▸ Set exercise
From the items below, give the lines starting at the one containing "the sea water" and ending at the one containing "column 69, row 329", both included, as a JSON list of strings with one string per line and blank lines omitted.

▸ Materials provided
________

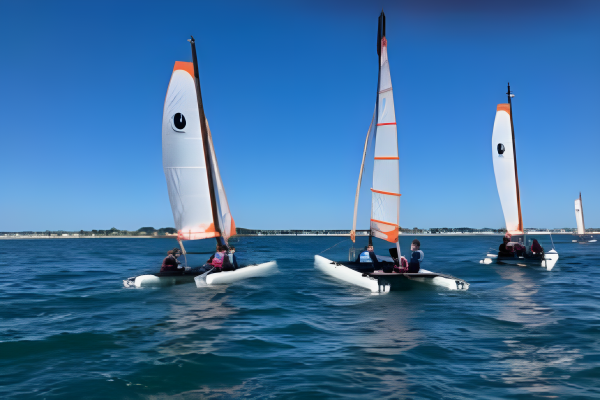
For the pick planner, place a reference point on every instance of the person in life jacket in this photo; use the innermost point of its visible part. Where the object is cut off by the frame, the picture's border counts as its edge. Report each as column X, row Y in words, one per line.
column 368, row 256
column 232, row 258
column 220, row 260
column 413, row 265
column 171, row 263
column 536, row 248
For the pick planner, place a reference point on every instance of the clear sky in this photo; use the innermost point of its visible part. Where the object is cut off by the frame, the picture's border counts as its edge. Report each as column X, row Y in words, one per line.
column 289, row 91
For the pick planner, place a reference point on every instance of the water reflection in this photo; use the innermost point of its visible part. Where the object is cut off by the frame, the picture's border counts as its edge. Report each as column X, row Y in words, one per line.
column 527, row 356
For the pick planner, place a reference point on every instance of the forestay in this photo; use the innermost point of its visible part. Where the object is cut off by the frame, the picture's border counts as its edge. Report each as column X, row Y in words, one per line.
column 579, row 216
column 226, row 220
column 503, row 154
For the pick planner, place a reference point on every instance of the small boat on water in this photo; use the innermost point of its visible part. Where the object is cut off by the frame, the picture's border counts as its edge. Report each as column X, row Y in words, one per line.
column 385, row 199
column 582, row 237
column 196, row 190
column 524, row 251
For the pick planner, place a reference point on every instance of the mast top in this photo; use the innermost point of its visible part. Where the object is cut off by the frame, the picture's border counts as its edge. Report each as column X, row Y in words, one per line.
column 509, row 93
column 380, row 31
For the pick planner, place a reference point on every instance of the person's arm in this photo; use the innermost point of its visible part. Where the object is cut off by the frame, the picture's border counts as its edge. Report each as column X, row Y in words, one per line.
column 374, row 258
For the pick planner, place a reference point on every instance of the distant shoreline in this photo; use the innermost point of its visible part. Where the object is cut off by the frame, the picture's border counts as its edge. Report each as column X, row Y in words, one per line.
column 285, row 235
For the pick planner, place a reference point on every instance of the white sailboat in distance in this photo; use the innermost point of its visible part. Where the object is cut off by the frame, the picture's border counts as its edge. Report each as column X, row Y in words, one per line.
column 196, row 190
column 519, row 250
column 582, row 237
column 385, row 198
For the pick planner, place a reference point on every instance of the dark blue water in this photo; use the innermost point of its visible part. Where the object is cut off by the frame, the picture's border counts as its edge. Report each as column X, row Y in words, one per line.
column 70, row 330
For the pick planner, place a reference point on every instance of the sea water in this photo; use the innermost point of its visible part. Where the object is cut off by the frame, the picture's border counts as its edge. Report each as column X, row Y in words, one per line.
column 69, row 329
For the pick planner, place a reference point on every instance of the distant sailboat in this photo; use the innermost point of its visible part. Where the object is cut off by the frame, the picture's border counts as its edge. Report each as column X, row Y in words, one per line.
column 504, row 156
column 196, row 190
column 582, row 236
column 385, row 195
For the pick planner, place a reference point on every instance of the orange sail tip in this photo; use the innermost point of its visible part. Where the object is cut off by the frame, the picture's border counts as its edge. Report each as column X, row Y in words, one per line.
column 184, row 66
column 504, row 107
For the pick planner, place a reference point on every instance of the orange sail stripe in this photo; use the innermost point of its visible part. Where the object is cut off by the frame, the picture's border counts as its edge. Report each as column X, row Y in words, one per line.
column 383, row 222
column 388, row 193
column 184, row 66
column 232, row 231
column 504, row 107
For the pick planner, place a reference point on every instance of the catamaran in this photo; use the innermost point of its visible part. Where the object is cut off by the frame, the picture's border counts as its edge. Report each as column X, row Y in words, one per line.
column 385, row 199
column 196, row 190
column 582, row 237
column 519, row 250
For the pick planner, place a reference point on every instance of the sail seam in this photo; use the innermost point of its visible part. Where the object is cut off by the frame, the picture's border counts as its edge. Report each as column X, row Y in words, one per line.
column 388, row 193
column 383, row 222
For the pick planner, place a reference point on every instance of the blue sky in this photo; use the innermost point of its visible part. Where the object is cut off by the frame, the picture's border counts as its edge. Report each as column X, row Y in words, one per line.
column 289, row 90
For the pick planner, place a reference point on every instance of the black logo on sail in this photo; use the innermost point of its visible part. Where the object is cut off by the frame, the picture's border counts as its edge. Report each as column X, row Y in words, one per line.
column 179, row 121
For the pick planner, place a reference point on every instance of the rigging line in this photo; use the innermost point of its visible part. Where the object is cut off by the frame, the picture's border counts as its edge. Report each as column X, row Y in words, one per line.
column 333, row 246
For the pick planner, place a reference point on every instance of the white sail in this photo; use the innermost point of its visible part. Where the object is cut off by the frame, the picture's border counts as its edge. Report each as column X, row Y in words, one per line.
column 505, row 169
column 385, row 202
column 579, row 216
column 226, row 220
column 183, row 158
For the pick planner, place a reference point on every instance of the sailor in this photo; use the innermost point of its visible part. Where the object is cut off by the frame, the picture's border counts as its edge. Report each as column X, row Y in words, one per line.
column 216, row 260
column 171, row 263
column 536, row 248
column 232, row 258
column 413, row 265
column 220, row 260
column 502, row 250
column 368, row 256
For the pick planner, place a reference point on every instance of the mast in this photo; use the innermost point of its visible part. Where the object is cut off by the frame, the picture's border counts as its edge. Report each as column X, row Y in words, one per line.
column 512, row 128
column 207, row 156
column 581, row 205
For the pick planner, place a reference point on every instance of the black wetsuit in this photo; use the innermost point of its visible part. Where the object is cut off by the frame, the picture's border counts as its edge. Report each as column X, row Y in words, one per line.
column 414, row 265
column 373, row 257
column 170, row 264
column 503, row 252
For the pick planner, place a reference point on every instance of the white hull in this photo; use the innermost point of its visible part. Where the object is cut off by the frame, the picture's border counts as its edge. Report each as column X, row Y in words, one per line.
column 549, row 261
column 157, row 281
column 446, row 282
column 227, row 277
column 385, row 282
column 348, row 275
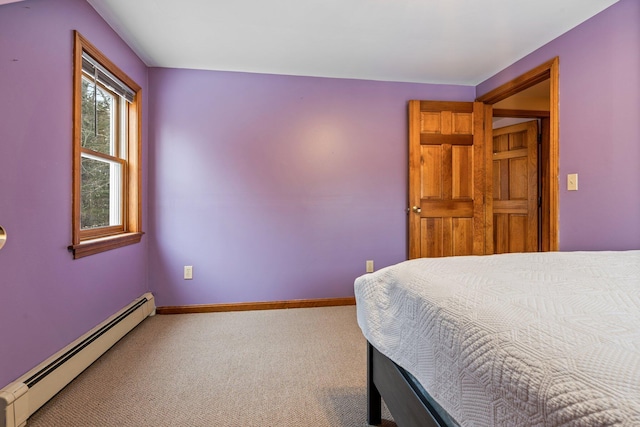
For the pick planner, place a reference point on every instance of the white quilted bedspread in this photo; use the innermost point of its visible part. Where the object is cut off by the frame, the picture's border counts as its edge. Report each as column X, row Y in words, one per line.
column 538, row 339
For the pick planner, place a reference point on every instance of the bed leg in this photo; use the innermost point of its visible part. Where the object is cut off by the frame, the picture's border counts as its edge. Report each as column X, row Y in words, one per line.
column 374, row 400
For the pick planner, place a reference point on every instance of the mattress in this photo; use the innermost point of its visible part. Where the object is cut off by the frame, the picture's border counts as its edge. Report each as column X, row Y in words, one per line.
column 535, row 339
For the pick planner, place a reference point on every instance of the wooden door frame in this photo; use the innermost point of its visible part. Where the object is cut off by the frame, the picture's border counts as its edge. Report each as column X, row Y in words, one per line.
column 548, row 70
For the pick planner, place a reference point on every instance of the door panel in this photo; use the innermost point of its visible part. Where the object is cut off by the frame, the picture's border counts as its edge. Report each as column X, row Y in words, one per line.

________

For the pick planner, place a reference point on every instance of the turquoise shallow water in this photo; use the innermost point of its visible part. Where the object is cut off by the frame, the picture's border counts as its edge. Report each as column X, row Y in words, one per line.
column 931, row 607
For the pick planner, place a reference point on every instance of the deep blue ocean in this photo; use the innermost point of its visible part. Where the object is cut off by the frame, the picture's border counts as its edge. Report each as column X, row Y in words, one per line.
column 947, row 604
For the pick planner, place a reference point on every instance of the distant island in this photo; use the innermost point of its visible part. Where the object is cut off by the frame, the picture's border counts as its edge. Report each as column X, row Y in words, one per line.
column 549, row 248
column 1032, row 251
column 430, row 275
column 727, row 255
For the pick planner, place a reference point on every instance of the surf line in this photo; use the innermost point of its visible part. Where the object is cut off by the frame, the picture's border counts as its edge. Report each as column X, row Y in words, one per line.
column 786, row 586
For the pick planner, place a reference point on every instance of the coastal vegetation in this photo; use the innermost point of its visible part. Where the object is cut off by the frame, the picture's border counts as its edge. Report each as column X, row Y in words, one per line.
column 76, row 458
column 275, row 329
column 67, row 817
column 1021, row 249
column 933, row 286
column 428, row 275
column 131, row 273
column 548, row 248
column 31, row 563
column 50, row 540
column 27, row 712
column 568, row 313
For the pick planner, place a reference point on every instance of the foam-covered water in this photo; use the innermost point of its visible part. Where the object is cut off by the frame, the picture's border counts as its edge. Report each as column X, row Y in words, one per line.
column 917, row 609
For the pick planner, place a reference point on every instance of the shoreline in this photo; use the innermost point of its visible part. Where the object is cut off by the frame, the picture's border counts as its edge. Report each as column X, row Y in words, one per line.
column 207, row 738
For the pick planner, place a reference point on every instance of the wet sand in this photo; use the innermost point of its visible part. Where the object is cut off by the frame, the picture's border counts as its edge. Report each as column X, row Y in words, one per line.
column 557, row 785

________

▸ Finished answer
[
  "For the pick planner, place a reference point on every instance of the sea water in this photo; use the innermost point of its visible part. Where the object is cut off by the frame, the picture's border counts as its edge. Report each as column X, row Y in words, one per line.",
  "column 69, row 329"
]